● Aim of the exercise
Recast the material below, from the line containing "Every instance of the hazy horizon gets" through the line containing "Please outline every instance of the hazy", as a JSON list of strings with one string per line and blank lines omitted.

>>>

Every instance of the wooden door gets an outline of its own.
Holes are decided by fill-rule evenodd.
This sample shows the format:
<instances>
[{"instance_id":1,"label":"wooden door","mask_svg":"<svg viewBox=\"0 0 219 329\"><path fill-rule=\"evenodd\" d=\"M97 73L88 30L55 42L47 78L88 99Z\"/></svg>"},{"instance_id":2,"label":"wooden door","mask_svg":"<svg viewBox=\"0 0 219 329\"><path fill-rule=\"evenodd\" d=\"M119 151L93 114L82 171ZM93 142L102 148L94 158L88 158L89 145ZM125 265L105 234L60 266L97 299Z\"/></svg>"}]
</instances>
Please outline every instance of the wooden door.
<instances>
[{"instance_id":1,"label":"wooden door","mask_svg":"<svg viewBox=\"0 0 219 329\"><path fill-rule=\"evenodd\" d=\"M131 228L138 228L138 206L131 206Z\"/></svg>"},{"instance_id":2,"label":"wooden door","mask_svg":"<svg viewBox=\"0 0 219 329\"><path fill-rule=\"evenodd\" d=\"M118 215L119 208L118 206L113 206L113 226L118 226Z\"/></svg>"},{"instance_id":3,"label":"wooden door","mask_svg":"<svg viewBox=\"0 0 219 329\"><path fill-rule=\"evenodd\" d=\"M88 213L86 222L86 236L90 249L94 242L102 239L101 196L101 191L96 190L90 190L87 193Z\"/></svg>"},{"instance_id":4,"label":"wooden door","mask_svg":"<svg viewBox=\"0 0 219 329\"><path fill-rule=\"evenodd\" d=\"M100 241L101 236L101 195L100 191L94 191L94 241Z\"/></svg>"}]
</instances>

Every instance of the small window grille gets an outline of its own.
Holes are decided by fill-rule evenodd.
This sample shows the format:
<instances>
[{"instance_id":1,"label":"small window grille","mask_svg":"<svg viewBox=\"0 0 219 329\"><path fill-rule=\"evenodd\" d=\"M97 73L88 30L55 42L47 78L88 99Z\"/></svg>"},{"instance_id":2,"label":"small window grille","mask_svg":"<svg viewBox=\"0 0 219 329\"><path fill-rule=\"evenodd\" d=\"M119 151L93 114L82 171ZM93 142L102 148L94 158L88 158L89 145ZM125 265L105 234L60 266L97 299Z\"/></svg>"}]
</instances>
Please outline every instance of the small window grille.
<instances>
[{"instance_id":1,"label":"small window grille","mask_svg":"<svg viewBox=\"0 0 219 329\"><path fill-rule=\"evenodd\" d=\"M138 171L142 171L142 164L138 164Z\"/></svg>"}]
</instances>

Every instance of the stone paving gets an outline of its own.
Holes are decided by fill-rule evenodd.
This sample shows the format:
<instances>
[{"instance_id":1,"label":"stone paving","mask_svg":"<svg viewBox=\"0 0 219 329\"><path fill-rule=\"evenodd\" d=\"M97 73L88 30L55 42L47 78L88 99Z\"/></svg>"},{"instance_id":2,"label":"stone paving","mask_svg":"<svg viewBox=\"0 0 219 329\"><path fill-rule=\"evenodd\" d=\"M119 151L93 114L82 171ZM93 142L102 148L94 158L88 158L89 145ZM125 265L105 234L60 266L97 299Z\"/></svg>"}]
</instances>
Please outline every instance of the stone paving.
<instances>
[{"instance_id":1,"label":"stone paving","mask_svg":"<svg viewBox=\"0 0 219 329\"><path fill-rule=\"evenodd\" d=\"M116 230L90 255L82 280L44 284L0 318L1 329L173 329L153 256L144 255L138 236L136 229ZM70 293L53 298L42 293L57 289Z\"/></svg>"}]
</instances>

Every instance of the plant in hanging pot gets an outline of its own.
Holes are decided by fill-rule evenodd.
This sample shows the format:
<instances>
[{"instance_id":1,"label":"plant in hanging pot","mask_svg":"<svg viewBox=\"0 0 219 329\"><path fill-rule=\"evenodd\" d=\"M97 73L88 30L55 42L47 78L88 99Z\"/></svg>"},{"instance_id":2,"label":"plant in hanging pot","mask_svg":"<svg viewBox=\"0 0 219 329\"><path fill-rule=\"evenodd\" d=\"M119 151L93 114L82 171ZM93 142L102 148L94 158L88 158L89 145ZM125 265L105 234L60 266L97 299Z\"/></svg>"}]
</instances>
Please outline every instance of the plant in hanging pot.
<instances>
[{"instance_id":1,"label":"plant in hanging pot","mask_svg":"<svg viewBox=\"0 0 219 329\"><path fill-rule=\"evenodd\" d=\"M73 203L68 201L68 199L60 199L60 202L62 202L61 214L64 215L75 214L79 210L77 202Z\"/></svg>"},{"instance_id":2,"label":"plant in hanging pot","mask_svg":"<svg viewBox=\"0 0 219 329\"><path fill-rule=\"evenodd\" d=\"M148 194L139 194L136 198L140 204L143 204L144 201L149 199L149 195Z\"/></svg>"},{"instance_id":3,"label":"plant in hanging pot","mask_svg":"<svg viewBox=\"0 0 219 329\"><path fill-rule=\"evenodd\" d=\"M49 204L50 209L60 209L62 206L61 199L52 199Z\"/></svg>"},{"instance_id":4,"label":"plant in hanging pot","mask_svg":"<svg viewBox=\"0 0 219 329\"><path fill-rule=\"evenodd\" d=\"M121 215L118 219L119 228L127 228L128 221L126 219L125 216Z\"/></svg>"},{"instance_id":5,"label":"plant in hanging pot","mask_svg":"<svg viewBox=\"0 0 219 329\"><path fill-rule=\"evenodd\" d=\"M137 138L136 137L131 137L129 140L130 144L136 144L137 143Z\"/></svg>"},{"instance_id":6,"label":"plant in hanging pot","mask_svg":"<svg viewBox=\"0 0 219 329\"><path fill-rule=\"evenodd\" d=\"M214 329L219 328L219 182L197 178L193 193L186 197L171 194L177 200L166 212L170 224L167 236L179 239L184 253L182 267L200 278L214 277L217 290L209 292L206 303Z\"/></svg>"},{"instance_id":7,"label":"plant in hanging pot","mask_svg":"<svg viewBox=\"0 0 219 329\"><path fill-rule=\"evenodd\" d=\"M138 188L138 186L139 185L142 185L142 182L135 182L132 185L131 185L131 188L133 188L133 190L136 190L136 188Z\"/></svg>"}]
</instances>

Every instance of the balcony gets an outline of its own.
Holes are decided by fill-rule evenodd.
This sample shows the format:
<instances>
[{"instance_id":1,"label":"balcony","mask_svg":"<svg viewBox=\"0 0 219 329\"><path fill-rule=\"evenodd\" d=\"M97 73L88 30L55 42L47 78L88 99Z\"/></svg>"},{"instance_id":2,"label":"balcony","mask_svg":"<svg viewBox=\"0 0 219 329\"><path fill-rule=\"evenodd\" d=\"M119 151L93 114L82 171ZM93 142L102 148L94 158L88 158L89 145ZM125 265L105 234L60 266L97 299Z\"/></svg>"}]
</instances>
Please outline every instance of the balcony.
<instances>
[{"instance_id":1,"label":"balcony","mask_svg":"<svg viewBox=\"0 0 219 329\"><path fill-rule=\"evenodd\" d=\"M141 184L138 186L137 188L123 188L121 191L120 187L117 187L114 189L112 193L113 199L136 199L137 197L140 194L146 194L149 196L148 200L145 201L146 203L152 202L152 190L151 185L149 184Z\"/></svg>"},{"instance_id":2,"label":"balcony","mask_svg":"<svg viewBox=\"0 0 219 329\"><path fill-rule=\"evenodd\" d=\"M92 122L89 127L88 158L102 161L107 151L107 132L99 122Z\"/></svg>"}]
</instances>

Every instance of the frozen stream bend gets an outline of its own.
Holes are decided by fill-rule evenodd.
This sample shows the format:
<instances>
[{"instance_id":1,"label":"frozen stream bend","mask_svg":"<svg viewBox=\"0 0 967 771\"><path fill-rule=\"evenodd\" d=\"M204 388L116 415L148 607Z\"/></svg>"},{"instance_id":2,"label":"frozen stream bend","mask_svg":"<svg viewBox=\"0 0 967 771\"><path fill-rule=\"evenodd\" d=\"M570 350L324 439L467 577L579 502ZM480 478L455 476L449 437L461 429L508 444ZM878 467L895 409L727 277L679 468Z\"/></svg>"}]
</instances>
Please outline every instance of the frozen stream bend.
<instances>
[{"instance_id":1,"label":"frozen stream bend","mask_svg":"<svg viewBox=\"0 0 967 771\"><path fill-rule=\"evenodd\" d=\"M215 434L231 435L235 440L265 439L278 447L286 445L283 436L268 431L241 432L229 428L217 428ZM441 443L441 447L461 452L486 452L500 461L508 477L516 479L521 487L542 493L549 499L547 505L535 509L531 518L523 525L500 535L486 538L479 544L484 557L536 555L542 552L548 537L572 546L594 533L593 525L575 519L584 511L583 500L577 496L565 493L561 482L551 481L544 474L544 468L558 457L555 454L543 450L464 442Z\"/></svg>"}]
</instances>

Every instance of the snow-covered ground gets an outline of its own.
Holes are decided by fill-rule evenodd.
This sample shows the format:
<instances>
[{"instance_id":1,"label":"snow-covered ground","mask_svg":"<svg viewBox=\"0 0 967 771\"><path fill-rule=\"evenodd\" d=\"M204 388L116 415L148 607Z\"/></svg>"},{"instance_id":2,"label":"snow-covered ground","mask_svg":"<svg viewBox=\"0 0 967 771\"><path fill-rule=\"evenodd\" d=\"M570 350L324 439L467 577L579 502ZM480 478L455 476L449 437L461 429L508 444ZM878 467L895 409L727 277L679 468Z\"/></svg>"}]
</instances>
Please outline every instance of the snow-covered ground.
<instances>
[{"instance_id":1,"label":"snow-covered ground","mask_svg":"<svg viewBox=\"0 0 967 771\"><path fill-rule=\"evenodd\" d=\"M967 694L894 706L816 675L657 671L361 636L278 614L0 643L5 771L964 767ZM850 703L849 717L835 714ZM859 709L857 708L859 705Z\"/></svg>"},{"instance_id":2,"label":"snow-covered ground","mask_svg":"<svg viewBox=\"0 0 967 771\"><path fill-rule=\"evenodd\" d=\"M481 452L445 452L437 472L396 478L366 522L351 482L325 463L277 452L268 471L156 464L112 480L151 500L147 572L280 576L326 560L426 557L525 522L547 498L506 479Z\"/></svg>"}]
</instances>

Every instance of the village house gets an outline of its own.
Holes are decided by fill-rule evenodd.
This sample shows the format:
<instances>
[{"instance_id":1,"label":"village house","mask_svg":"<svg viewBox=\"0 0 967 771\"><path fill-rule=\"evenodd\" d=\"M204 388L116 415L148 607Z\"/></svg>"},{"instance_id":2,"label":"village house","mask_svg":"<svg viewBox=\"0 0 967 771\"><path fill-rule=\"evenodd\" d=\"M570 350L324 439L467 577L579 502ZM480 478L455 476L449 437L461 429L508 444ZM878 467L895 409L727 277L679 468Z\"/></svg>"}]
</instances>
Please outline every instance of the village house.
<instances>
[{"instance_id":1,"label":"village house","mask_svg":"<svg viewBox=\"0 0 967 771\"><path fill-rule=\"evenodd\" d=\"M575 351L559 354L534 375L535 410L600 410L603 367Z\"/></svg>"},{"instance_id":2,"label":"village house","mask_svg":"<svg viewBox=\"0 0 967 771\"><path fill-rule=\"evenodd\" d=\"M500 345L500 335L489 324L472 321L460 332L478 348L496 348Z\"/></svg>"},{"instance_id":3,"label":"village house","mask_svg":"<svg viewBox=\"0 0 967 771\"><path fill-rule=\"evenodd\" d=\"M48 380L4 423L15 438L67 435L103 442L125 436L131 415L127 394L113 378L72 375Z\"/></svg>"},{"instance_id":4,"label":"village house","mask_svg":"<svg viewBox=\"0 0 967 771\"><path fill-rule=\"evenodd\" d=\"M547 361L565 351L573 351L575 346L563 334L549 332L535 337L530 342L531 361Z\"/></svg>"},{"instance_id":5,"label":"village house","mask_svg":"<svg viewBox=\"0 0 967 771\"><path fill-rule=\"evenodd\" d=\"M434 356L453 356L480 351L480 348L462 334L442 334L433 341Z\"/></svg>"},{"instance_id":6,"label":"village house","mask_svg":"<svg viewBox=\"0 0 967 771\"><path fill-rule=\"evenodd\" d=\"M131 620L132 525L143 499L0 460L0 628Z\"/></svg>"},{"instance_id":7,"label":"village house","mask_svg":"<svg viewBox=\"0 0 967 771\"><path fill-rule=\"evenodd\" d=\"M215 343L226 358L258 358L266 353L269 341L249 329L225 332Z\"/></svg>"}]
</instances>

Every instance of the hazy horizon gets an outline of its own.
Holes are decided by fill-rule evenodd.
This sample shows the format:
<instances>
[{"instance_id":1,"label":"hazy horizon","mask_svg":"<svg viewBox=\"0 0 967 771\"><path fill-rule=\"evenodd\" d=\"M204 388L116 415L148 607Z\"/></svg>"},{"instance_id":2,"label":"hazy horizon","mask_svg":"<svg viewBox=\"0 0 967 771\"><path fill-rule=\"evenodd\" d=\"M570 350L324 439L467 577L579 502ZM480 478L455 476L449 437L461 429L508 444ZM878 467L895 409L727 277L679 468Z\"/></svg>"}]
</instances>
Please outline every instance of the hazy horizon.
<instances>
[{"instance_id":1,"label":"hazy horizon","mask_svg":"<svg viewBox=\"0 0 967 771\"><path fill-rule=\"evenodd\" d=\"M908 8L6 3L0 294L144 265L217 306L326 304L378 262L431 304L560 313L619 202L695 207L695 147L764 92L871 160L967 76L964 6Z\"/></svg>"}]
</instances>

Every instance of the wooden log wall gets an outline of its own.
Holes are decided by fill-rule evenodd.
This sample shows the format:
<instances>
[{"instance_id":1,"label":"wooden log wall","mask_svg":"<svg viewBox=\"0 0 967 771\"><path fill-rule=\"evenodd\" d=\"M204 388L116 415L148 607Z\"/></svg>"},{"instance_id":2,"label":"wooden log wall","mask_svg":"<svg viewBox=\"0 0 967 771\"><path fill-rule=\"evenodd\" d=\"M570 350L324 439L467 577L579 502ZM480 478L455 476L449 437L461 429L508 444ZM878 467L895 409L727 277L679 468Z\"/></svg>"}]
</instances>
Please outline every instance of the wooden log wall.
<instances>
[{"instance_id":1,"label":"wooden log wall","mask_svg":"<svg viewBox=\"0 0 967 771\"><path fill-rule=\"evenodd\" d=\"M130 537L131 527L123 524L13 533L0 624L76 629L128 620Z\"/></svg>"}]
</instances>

<<<

● Answer below
[
  "Every instance of the hazy horizon gets an outline of its own.",
  "Holes are decided by fill-rule evenodd.",
  "This sample shows the format:",
  "<instances>",
  "[{\"instance_id\":1,\"label\":\"hazy horizon\",\"mask_svg\":\"<svg viewBox=\\\"0 0 967 771\\\"><path fill-rule=\\\"evenodd\\\" d=\\\"M204 388L116 415L148 607Z\\\"/></svg>\"},{\"instance_id\":2,\"label\":\"hazy horizon\",\"mask_svg\":\"<svg viewBox=\\\"0 0 967 771\\\"><path fill-rule=\\\"evenodd\\\" d=\\\"M570 350L324 439L467 577L579 502ZM480 478L455 476L449 437L461 429L508 444ZM878 467L895 409L727 277L679 468Z\\\"/></svg>\"}]",
  "</instances>",
  "Please outline every instance of the hazy horizon."
]